TASK OBJECTIVE
Scan the data below. Pull out each line where "asphalt" occurs.

== WORKING DATA

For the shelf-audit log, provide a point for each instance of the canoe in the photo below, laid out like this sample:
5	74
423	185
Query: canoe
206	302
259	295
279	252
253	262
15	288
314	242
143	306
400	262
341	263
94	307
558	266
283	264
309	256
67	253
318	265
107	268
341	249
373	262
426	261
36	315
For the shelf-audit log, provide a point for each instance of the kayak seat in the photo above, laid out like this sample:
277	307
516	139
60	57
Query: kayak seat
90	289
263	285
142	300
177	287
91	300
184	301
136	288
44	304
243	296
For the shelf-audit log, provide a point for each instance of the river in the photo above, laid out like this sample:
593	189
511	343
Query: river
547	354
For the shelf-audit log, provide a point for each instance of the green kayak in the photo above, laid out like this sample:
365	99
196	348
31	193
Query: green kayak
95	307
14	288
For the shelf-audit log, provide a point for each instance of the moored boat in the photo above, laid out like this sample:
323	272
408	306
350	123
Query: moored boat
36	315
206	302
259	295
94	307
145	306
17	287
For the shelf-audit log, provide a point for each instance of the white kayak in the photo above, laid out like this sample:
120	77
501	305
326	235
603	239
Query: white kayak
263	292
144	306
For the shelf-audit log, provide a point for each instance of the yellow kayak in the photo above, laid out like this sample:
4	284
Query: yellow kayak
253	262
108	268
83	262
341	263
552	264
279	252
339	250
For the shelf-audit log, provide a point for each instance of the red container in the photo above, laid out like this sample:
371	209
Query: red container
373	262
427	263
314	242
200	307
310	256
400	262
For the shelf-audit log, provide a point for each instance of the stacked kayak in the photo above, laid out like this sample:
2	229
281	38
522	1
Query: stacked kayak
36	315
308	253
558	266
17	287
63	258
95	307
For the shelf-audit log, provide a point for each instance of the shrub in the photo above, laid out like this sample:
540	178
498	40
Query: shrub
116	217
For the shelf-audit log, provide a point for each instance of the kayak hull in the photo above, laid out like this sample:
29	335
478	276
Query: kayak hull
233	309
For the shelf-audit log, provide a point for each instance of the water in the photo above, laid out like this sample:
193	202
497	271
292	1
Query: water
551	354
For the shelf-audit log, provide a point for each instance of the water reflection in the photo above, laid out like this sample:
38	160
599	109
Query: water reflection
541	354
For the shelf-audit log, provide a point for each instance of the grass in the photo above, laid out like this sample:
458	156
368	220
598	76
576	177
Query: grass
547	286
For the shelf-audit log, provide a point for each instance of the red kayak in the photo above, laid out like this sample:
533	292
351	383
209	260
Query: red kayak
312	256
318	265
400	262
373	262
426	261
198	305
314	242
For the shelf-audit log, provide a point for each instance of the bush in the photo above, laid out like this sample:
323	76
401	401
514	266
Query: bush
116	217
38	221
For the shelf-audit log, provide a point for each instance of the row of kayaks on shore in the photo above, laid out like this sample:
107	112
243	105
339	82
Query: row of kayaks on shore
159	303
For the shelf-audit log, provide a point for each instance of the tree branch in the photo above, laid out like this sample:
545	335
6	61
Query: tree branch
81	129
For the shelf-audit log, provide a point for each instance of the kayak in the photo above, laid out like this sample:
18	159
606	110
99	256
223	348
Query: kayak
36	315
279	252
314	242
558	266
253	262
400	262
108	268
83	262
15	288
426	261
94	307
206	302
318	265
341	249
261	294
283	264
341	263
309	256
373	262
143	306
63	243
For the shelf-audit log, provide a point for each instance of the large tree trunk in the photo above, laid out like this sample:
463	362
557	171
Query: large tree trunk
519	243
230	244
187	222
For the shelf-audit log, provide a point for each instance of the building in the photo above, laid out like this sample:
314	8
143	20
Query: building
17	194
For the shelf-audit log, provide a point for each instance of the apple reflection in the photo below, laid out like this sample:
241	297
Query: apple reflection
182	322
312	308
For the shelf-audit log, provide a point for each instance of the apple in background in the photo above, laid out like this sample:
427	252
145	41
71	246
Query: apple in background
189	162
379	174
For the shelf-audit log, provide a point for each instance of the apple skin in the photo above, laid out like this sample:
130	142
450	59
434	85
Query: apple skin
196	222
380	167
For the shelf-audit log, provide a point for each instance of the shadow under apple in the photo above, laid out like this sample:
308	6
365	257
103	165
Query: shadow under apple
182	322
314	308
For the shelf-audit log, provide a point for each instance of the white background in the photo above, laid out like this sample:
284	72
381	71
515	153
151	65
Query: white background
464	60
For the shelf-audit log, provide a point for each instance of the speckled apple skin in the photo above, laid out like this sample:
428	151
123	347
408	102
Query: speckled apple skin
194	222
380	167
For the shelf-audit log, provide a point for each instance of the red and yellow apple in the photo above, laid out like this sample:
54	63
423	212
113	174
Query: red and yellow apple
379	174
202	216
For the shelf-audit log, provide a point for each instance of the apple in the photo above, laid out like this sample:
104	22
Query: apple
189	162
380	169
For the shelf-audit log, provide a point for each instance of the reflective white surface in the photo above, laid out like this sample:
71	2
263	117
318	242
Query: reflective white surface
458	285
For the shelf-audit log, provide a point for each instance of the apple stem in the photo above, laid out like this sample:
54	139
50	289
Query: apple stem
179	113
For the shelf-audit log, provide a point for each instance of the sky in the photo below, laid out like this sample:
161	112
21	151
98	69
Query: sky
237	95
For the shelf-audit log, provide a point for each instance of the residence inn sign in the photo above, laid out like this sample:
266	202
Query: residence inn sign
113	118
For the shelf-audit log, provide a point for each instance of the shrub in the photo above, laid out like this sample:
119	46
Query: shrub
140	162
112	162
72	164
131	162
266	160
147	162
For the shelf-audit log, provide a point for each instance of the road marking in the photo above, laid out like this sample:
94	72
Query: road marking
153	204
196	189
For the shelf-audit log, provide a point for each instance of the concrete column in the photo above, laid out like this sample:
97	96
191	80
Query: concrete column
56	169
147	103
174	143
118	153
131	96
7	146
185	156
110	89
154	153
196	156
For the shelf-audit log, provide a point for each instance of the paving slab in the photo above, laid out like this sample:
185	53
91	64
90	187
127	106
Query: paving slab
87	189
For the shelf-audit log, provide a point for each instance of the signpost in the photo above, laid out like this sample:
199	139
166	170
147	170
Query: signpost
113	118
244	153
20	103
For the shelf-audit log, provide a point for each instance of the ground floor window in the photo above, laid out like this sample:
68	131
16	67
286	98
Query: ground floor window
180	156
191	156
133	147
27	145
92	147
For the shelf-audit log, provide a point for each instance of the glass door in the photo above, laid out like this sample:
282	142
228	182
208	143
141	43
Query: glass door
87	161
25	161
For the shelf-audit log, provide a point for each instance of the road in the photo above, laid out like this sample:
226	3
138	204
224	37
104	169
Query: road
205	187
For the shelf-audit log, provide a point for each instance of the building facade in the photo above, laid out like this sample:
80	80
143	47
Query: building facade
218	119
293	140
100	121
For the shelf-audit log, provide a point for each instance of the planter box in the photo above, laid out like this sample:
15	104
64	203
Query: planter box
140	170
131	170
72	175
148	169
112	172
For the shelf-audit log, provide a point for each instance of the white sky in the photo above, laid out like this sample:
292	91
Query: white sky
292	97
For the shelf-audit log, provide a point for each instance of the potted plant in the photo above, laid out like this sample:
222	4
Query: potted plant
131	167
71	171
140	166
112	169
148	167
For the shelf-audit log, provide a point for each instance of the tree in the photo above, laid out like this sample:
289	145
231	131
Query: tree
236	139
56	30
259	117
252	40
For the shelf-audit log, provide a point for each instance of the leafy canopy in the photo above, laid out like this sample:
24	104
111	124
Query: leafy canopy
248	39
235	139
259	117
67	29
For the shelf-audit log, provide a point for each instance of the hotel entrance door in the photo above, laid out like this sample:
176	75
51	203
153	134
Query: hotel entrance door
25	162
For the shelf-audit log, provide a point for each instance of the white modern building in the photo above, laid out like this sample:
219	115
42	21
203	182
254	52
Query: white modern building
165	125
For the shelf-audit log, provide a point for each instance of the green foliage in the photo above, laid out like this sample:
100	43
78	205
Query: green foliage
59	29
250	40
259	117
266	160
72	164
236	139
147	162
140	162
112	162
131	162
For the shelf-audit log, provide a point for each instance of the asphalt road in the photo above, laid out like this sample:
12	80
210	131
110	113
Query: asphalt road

====

WRITTEN REPLY
For the shelf-audit log, provide a point for each instance of the asphalt road in the photo above, laid out like this sample:
Query: asphalt road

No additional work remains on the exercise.